■ **Provided records**
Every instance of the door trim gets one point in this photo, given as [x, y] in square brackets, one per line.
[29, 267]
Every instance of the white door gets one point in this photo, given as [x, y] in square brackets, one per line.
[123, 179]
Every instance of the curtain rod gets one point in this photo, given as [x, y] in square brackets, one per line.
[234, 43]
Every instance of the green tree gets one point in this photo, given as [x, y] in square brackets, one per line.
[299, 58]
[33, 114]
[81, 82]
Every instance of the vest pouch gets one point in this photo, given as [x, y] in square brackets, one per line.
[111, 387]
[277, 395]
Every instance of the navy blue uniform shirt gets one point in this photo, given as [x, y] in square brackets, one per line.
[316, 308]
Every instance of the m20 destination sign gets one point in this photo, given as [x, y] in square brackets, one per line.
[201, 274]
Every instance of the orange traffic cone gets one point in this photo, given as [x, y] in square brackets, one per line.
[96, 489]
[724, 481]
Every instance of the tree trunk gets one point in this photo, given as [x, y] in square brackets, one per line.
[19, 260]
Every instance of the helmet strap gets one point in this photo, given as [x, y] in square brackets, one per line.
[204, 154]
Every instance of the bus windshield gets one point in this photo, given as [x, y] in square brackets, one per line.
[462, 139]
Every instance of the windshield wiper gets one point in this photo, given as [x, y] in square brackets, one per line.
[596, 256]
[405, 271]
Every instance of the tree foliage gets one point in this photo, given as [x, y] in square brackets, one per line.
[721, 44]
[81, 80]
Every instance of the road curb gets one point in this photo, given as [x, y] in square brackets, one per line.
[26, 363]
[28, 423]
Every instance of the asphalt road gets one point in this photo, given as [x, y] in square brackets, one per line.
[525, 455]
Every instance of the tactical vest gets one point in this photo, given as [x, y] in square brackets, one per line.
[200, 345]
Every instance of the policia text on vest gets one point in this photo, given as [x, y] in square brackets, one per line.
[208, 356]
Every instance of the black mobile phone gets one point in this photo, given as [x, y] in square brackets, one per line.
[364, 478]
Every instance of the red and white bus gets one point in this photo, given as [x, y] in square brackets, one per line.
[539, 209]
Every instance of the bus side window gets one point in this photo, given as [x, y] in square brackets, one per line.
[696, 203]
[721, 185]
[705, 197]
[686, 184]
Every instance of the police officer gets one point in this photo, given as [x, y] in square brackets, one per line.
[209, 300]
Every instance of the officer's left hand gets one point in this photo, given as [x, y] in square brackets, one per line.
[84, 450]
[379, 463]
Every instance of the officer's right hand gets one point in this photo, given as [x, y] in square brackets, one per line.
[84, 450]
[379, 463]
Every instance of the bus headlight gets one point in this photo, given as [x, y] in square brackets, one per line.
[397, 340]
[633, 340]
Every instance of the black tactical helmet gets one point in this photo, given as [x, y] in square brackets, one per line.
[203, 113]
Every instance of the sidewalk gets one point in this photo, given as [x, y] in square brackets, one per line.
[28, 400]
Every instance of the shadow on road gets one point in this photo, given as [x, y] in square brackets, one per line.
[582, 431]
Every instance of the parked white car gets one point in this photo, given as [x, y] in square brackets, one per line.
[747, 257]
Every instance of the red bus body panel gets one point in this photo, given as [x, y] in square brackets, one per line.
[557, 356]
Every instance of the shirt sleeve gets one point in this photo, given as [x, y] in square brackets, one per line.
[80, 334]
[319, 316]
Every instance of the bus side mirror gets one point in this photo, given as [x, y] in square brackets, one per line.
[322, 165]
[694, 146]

■ **What to work on**
Every one of the entries must be printed exactly.

■ **Completed exercise**
Every instance of the door trim gets one point in this photo, given as [x, y] in square brackets, one per line.
[29, 267]
Every instance of the white door gets one point in this photo, given as [x, y] in square brackets, one per line.
[123, 179]
Every instance of the curtain rod gets one point in this photo, given as [x, y] in square brackets, one per line.
[234, 43]
Every instance of the green tree gets one point in this photo, given as [x, y] in square brackets, one per line.
[299, 58]
[33, 114]
[81, 82]
Every instance of the vest pouch gets one point in this photo, given as [x, y] in square brackets, one per line.
[111, 387]
[277, 395]
Every instance of the navy blue uniform shirt gets one point in this photo, given as [x, y] in square brackets, one per line.
[316, 308]
Every instance of the m20 destination sign gets one point in this photo, given as [x, y] in square brackets, one per line.
[201, 274]
Every instance of the orange traffic cone gets one point in this photo, given as [x, y] in square brackets, one per line.
[96, 489]
[724, 481]
Every instance of the tree trunk gets one point in this photo, given as [x, y] in square brackets, one per line.
[19, 260]
Every instance of the helmet strap gets one point in this photo, given as [x, y] in square brackets, one per line.
[204, 154]
Every instance of the bus windshield gets one point in this photo, given as [x, y] in square brackets, one per line.
[462, 139]
Every instance of the windshield wiper gets one point in this photo, given as [x, y] in square brackets, one per line.
[596, 256]
[405, 271]
Every instance of the tree foliage gets one point in this photo, given as [x, y] in square brackets, one per line.
[721, 44]
[81, 80]
Every instance of the road curb gets one point in this photo, given as [x, y] in square brackets, one per line.
[26, 363]
[28, 423]
Every instance of the asphalt road gets one point in this photo, given as [x, y] in square brackets, one per line.
[525, 455]
Every instance of the tactical vest gets one point in this photo, given as [x, y] in square brackets, one per line.
[200, 345]
Every instance of the policia text on vest gets one point in this photo, given as [x, y] in square brackets, one per line.
[208, 356]
Every instance of the black mobile phone gets one point in this photo, given as [x, y] in square brackets, one per line.
[364, 478]
Every instance of the red and white bus gets one point in this photo, given as [x, y] in square brackets, one per line.
[539, 209]
Every instance of the bus side window gets one point in this photo, given as [x, y] in square brackets, one per line.
[696, 203]
[721, 185]
[705, 197]
[686, 184]
Every instance of the police officer gets one point in this photo, given as [x, y] in square brackets, one per line.
[209, 300]
Every instance of the officer's left hand gets one point in this photo, given as [x, y] in square brackets, one per line.
[84, 450]
[379, 463]
Every instance of the officer's right hand gets one point in this photo, given as [x, y] in square brackets, one per line.
[84, 450]
[379, 463]
Every instance of the bus headlight gets one point in this photo, given as [x, y] in square brackets, one per line.
[397, 340]
[633, 340]
Every instance of the black tactical helmet gets one point in this photo, given as [x, y] in square brackets, one per line.
[203, 113]
Every instance of the sidewalk gets one point in this photo, given as [x, y] in square brackets, one per line.
[28, 400]
Every instance of the shadow on road gets one point in this photo, given as [x, y] in square brackets, one per line.
[582, 431]
Every instance of the parked white car gets one point in this photo, given as [x, y] in square brackets, one per line.
[747, 257]
Every instance of the red bus body panel gets one point in this photo, given as [x, y] in square brackets, one per line.
[557, 356]
Every instance of the shirt sleeve gets one point in this photo, given as [x, y] in square brackets, one per line.
[80, 334]
[319, 316]
Every instance of the bus side mirror gets one point in this photo, given as [x, y] in square brackets, one per line.
[322, 165]
[694, 146]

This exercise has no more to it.